> A block of data:

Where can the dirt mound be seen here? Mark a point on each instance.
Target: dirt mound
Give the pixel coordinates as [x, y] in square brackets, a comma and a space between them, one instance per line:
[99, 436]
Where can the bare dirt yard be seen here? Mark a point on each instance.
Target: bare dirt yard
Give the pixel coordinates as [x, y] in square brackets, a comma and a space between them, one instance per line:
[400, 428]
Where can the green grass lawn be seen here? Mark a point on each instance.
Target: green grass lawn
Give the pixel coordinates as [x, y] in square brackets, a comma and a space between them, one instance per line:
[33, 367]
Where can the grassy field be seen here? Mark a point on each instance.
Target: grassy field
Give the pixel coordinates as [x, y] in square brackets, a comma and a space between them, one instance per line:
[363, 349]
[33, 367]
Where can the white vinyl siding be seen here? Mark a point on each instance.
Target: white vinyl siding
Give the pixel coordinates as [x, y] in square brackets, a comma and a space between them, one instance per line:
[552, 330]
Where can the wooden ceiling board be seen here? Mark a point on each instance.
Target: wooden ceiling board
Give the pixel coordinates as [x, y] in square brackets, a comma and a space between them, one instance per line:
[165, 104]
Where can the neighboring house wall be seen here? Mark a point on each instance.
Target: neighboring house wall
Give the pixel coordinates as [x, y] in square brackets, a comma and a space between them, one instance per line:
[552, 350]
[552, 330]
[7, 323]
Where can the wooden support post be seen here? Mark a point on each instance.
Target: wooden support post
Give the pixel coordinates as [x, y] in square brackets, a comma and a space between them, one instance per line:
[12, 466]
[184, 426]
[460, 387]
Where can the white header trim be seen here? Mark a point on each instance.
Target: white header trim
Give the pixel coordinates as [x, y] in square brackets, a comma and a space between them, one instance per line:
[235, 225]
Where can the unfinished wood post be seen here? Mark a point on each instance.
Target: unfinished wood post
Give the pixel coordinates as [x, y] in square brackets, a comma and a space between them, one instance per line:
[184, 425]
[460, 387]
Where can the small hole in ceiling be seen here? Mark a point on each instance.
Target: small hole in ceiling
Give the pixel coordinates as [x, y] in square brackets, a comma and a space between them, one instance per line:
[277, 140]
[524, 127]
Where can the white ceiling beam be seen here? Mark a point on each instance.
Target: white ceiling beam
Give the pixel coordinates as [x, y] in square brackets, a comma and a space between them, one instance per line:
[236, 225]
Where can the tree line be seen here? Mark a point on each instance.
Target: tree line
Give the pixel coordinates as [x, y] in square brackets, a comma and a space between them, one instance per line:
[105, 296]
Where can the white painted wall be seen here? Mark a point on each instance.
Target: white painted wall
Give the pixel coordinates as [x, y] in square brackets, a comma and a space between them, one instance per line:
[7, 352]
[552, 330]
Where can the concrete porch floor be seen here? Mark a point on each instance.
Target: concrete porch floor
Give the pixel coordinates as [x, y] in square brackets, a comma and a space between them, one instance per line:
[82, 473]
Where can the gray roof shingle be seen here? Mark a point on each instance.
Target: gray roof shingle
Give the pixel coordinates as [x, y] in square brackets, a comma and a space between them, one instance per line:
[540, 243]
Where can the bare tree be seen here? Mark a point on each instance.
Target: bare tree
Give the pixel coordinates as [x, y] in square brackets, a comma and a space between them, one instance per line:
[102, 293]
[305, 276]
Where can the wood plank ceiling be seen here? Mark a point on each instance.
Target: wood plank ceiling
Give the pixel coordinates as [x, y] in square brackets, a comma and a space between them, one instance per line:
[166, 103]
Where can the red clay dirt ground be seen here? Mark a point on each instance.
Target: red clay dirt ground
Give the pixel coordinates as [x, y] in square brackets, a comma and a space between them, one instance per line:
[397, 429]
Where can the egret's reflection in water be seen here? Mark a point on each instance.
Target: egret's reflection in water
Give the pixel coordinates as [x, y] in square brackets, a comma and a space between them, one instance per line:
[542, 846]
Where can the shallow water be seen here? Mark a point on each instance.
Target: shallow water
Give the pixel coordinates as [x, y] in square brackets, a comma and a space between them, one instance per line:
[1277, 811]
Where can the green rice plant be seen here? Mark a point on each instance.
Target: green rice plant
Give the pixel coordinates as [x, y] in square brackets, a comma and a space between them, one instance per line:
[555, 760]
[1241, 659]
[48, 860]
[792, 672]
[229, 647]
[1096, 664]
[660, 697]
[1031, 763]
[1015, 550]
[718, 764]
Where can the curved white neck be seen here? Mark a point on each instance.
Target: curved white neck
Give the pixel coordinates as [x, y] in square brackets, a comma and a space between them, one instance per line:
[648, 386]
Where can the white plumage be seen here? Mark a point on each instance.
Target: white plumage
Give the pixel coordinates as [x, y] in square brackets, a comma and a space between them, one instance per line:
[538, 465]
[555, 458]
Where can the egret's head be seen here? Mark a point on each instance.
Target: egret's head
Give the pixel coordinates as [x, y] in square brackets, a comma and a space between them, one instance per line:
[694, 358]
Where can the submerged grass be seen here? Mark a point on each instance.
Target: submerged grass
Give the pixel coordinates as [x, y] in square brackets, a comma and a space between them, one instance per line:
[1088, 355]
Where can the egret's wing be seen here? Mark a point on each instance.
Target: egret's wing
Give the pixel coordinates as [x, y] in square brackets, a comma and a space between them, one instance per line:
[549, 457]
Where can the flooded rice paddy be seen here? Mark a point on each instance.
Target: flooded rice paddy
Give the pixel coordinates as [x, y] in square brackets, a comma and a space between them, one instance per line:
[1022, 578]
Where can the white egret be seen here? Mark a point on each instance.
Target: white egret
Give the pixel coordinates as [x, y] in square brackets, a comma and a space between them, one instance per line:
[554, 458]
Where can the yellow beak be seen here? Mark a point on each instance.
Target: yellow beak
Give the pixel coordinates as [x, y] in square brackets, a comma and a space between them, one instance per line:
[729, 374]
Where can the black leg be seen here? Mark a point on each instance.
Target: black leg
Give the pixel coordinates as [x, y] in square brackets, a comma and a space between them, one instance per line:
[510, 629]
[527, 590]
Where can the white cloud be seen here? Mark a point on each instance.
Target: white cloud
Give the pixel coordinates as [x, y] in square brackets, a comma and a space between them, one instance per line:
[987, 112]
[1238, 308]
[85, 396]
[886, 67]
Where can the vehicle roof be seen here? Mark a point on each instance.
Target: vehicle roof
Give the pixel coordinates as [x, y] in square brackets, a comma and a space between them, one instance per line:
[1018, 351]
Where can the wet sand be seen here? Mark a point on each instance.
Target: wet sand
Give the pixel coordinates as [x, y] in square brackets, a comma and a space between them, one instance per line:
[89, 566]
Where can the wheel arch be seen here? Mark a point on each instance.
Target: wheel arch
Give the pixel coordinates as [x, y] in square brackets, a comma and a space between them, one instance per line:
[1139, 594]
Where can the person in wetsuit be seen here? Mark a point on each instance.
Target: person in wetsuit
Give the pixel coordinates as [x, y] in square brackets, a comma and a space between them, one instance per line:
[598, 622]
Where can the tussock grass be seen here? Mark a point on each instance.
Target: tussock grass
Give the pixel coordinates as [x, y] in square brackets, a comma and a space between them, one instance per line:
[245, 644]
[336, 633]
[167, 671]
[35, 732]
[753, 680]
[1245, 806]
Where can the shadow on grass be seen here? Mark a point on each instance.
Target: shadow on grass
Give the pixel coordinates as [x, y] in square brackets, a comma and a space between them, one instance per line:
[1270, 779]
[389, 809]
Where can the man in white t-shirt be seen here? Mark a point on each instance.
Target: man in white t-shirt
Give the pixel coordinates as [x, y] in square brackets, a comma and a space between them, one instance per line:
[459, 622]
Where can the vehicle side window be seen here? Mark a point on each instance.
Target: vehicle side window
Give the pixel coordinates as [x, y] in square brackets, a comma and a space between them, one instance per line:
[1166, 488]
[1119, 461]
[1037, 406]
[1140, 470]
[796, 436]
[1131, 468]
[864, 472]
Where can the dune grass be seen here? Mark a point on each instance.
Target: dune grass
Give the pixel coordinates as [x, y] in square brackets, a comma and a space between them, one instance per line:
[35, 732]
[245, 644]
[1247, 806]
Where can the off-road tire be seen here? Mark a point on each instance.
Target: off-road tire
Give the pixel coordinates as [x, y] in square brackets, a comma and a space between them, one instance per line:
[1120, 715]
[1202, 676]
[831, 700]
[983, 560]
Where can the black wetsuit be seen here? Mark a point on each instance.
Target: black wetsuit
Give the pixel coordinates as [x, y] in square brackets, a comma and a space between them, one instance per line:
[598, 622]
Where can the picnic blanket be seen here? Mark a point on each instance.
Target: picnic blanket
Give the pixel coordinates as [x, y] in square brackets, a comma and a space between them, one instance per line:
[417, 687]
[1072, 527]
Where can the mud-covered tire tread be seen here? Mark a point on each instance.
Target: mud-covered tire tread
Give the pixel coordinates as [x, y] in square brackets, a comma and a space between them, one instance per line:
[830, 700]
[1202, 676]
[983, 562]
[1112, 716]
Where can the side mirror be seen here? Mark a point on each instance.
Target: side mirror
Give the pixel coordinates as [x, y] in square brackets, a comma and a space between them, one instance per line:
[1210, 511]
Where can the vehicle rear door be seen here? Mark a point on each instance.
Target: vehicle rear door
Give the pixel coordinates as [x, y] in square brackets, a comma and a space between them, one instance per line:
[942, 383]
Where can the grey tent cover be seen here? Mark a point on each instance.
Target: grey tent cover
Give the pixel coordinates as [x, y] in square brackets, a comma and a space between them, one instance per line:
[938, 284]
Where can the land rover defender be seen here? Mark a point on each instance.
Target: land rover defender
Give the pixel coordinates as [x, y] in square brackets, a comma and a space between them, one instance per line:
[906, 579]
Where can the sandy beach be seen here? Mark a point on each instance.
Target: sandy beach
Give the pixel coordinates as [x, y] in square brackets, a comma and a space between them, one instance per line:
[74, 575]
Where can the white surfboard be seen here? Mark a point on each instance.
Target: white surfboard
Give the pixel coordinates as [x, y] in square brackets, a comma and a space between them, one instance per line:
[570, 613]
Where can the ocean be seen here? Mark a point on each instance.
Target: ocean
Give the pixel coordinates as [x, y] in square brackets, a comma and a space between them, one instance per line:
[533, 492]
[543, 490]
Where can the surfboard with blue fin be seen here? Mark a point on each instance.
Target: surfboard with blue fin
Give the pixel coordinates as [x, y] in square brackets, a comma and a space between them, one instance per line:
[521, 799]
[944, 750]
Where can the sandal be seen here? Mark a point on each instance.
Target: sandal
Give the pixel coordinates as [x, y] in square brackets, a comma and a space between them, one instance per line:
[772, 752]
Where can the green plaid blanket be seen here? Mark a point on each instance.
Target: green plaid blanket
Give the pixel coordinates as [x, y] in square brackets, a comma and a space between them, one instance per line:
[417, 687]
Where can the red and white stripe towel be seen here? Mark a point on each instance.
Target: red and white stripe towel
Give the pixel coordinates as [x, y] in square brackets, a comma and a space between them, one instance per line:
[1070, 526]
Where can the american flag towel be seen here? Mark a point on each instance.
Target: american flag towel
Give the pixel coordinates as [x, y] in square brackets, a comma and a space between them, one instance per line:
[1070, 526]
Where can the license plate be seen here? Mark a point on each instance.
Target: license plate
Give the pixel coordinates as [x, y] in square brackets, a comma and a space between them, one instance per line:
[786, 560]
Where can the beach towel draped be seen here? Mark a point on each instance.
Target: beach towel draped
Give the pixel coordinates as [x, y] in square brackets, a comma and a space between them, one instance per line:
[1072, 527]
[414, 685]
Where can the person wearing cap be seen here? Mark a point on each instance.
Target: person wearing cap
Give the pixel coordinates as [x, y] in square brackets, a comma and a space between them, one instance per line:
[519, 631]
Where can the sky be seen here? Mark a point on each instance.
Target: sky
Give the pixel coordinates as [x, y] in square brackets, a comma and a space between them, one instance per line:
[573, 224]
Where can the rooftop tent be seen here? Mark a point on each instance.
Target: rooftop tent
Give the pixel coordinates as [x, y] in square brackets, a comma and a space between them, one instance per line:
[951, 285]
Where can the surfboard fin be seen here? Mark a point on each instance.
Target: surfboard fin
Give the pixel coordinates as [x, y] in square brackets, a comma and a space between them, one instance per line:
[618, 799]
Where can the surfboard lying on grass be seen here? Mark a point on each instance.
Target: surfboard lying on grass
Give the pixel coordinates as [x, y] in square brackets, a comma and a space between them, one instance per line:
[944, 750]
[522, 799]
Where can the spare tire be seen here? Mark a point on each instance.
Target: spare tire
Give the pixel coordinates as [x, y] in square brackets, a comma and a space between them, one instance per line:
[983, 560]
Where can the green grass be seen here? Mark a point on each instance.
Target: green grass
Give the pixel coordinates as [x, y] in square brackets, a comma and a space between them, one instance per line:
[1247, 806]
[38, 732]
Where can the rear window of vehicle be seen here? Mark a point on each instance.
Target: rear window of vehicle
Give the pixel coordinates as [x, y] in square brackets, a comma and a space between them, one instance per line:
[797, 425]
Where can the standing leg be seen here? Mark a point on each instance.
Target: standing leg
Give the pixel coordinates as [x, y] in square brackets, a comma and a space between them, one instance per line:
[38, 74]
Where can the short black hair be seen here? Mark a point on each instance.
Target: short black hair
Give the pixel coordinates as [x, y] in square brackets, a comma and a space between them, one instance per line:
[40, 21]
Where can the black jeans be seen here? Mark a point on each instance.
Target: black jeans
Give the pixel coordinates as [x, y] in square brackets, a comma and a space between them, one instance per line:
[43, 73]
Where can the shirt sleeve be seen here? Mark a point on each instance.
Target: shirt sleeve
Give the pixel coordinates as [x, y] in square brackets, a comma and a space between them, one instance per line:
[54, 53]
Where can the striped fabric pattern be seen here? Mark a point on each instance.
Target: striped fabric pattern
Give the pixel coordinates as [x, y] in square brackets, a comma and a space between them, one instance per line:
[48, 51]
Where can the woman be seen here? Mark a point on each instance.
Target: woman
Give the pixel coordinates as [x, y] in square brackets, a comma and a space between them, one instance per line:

> WHAT IS EXPECTED: Restate word for word the lines from the one holding "Where can the black jeans" to the end of the listing, both ends included, and nothing more.

> FINISHED TASK:
Where can the black jeans be seen here? Mark a point on each instance.
Target: black jeans
Give the pixel coordinates as [x, y] in square brackets, a comma and a space between them, one instance per line:
[43, 73]
Where can the shirt sleeve be seen here? Mark a point on each instance.
Target: shirt sleeve
Give the pixel coordinates as [x, y] in square brackets, a comma and a space between them, one instance per line:
[54, 53]
Where can the striped fabric pattern be seen here? Mark a point on each instance.
Target: striped fabric pattern
Give the pixel coordinates as [x, y] in square brackets, a comma and a space between them, one instance per line:
[48, 51]
Where can the woman be seen here? Mark a point on each instance.
Target: woman
Give the pixel coordinates as [x, y] in square brackets, a comma and a space between them, one instance per line:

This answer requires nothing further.